Extracted material: Begin

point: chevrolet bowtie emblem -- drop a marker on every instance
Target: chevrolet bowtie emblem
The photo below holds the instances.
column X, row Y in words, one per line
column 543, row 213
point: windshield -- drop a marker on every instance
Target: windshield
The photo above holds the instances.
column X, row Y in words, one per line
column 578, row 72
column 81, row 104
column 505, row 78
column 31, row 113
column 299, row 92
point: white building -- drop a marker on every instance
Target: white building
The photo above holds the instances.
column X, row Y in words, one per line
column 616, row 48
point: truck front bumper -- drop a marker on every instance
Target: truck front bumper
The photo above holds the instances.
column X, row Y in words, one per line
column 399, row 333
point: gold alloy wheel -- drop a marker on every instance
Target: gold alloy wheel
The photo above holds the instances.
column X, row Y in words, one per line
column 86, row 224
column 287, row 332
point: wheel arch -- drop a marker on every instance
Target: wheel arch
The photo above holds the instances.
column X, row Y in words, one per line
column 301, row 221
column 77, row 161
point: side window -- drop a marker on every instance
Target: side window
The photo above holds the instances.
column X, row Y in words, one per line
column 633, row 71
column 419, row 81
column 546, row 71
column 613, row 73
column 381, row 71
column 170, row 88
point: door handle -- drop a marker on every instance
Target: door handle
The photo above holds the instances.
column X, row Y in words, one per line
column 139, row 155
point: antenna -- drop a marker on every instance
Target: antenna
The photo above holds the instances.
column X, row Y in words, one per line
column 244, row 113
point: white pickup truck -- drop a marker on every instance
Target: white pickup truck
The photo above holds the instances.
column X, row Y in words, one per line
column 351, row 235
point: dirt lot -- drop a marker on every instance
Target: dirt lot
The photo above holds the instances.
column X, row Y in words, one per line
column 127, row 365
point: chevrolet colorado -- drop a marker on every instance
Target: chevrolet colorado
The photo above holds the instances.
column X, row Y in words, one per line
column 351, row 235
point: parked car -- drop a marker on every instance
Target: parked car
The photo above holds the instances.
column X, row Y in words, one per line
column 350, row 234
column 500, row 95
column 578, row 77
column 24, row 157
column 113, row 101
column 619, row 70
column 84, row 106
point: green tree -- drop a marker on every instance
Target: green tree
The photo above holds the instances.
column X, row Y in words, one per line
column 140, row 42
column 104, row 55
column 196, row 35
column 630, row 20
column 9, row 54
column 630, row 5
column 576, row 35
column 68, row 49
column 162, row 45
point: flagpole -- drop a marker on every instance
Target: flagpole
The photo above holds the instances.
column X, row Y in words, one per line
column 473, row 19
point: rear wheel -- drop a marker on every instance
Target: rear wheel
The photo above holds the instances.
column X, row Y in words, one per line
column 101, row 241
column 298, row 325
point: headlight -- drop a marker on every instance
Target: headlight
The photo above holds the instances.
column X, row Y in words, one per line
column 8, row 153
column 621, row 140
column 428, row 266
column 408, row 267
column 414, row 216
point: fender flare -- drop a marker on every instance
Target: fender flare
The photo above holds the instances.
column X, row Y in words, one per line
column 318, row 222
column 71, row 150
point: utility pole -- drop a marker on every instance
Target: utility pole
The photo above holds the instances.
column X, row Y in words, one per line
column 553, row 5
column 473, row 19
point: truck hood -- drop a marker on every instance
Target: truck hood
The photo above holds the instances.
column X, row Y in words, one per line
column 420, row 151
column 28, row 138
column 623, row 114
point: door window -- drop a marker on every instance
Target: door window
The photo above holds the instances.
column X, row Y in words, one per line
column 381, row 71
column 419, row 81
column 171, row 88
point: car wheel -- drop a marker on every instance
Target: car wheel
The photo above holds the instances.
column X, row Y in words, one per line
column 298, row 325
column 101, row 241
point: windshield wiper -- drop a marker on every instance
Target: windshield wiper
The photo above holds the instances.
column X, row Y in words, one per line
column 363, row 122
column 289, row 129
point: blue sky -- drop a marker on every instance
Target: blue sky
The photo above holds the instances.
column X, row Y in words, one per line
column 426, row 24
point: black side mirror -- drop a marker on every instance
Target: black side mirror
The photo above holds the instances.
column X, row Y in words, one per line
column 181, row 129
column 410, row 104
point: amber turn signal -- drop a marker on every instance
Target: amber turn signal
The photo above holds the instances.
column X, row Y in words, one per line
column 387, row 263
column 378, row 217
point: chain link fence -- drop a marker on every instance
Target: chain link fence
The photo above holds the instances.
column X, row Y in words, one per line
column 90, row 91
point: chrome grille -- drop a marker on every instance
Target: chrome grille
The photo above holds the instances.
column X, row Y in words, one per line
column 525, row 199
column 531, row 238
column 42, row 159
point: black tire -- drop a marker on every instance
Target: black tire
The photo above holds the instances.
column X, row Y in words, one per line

Extracted material: End

■ **Work to be completed**:
The records must be given again in full, exactly as shown.

■ **Answer**:
point: chevrolet bowtie emblem -- drop a marker on every instance
Target: chevrolet bowtie emblem
The photo below holds the instances.
column X, row Y in words, one per line
column 543, row 213
point: windshield -- drop a marker on every instance
Target: windshield
The photo above holds the instances.
column X, row Y in words, one per line
column 578, row 72
column 81, row 104
column 505, row 78
column 31, row 113
column 299, row 92
point: white building -- drop a marker on every instance
Target: white building
The photo above holds the instances.
column X, row Y in words, one per line
column 616, row 48
point: truck front bumper -- drop a marker on every instance
Target: truck front bumper
The photo above holds the instances.
column X, row Y in words, one per line
column 399, row 333
point: gold alloy wheel -- drop a marker on every instance
Target: gold alloy wheel
The photo above holds the instances.
column X, row Y in words, one per line
column 86, row 224
column 287, row 332
point: wheel arch -- drop a marker on every instance
Target: wheel arch
The photo above holds the instances.
column X, row Y in words, one per line
column 301, row 221
column 77, row 161
point: side window -- drop a marker on every instance
Target: side window
The photo above holds the instances.
column X, row Y in words, one per line
column 633, row 71
column 419, row 81
column 546, row 71
column 613, row 73
column 381, row 71
column 170, row 88
point: door handle -- drop a marker on every instance
Target: door handle
The photo above holds the instances.
column X, row Y in words, one per line
column 139, row 155
point: antenna -- drop a marker on every instance
Target: antenna
The photo above holds the instances.
column X, row Y in words, one per line
column 244, row 113
point: white pickup truck -- drop a marker on every instance
Target: white pickup truck
The photo above holds the instances.
column X, row Y in words, one per line
column 351, row 235
point: dirt lot -- drop a marker on every instance
Target: dirt lot
The photo above holds the instances.
column X, row Y in words, one per line
column 127, row 365
point: chevrolet colorado -- drop a marker on every instance
Target: chevrolet colorado
The photo above holds the instances.
column X, row Y in words, one per line
column 351, row 235
point: parked car -- drop a marker on every instance
Target: parked car
The photo above holds the instances.
column X, row Y in words, one per line
column 350, row 234
column 500, row 95
column 578, row 77
column 24, row 157
column 113, row 101
column 619, row 70
column 84, row 106
point: green tree -- drop a marker on every instance
Target: green tree
The photo above holds the instances.
column X, row Y in words, one per line
column 140, row 42
column 104, row 55
column 196, row 35
column 630, row 20
column 9, row 54
column 630, row 5
column 576, row 35
column 68, row 49
column 162, row 45
point: flagpole -- drop a marker on every instance
Target: flagpole
The photo above holds the instances.
column X, row Y in words, one per line
column 473, row 19
point: rear wheel -- drop a marker on every instance
Target: rear wheel
The photo above holds the instances.
column X, row Y in words, one per line
column 101, row 241
column 298, row 325
point: headlight -- drop a marker on every instance
Target: headlight
The photo above holds the instances.
column X, row Y in words, one per line
column 8, row 153
column 621, row 140
column 428, row 266
column 408, row 267
column 414, row 216
point: fender flare -- drop a marker on every instance
Target: fender flare
The photo above holds the instances.
column X, row Y in words, one per line
column 318, row 222
column 71, row 150
point: utility pole -- drop a marker on every instance
Target: utility pole
The photo above holds the instances.
column X, row Y in words, one per line
column 553, row 5
column 473, row 19
point: truck hood -- drop a marker on every instance
Target: truck hood
The photo above holds the instances.
column X, row Y in words, one per line
column 420, row 151
column 28, row 138
column 623, row 114
point: door window -- drop a marker on every instance
Target: door window
The photo above holds the instances.
column X, row Y in words, one per line
column 381, row 71
column 419, row 81
column 171, row 88
point: car wheel -- drop a marker on every instance
Target: car wheel
The photo above holds the instances.
column X, row Y in words, one per line
column 298, row 325
column 101, row 241
point: windshield wiper -- drop a marker on every instance
Target: windshield wiper
The photo above holds the instances.
column X, row Y in words, one per line
column 363, row 122
column 289, row 129
point: blue sky -- drop a marker on every instance
Target: blue sky
The photo above holds the instances.
column X, row Y in words, one per line
column 426, row 24
point: black side mirror -- drop a marker on every instance
Target: black side mirror
The photo above holds the instances.
column X, row Y in words, one per line
column 181, row 129
column 410, row 104
point: amber turn signal -- drop a marker on every instance
Target: amber turn signal
The photo above holds the instances.
column X, row Y in words, one per line
column 387, row 263
column 378, row 217
point: chain link fence -- drop a marker on every instance
Target: chain link fence
The photo above holds the instances.
column X, row Y in words, one per line
column 90, row 91
point: chrome grille -- drop a marker on every instance
Target: chrome grille
The photo above holds the instances.
column X, row Y in words, one per line
column 525, row 199
column 531, row 238
column 42, row 159
point: black tire -- drop a marker on every instance
Target: black tire
The photo above holds the instances.
column X, row Y in words, one per line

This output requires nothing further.